TO DO: Select every line in the entries below that contains the string "woman" and copy each such line.

*** SUPPLIED DATA ***

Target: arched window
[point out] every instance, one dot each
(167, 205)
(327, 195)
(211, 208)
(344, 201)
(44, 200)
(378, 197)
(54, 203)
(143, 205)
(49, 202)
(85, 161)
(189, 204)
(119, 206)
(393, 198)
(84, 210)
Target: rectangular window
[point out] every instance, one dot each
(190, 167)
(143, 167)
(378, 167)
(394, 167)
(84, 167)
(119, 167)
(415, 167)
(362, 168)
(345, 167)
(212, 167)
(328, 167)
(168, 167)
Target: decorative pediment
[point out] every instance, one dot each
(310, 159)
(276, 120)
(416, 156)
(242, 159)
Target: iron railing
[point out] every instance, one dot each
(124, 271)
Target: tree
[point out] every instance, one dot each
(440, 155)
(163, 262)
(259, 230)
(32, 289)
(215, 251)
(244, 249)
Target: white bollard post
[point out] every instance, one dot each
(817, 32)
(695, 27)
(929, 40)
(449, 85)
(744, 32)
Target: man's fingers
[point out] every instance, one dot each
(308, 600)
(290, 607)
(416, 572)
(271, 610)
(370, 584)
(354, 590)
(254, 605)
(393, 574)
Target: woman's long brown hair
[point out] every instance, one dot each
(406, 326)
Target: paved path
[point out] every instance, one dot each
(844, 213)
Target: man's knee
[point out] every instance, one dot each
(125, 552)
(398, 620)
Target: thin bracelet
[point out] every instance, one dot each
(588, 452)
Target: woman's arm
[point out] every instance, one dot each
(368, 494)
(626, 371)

***
*** SUPPLIED DATA ***

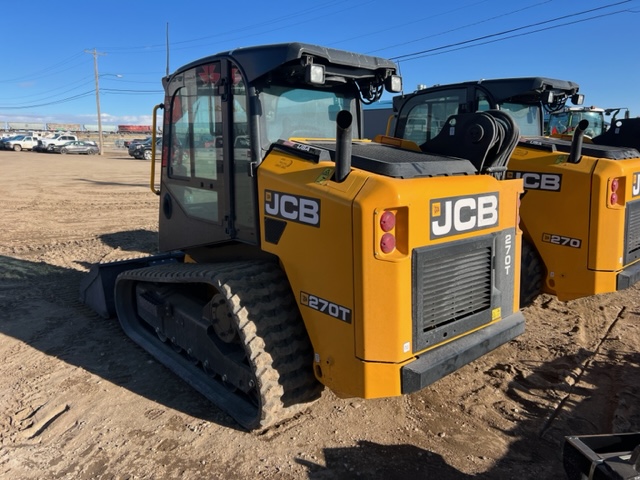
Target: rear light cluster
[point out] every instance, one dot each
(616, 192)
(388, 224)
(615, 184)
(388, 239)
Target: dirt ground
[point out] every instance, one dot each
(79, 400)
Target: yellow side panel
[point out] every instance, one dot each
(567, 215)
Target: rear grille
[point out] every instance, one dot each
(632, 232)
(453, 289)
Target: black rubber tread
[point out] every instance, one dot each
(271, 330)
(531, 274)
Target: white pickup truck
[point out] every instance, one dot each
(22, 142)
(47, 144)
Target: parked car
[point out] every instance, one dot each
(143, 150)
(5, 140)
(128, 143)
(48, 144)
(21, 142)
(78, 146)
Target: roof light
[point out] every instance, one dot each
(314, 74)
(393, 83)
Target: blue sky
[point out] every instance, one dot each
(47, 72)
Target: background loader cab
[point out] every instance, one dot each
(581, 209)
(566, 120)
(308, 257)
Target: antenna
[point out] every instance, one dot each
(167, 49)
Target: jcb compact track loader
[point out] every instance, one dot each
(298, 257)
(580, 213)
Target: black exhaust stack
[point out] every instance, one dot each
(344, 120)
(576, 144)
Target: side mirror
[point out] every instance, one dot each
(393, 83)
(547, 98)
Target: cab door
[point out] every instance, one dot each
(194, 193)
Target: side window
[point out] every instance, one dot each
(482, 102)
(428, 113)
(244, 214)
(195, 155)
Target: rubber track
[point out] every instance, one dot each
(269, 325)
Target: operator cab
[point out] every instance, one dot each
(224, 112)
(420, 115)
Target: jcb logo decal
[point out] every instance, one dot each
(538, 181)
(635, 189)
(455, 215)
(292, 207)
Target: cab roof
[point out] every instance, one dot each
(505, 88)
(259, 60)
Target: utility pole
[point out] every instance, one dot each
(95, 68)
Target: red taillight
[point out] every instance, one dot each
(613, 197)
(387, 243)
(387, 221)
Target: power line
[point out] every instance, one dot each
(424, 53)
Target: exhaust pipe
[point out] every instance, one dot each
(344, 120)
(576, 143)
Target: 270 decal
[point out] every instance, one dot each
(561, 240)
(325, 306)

***
*** SUPPLIED DATA ***

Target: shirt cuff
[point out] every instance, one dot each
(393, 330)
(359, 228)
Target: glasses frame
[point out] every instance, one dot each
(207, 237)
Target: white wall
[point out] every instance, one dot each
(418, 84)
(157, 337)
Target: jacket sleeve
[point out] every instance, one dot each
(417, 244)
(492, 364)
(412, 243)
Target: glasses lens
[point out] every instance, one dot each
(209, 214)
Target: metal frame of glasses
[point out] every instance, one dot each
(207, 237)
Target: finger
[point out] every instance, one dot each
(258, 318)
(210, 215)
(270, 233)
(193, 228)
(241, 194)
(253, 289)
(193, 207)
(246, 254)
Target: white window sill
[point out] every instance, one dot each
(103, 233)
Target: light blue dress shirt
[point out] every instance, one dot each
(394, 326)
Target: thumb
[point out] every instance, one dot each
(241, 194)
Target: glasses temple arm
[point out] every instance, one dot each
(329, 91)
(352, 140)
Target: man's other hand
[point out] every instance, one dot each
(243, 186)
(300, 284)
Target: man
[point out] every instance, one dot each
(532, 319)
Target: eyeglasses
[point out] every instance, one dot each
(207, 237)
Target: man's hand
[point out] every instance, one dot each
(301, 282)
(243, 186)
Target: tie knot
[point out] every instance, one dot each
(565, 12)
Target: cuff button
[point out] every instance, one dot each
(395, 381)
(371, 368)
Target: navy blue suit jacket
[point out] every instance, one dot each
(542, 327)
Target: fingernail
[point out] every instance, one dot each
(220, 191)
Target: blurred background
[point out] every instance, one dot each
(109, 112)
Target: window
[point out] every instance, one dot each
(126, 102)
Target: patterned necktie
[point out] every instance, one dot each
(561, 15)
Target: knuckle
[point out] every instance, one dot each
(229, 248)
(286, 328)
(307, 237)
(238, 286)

***

FULL OUTPUT:
Target: woman's long brown hair
Target: woman's arm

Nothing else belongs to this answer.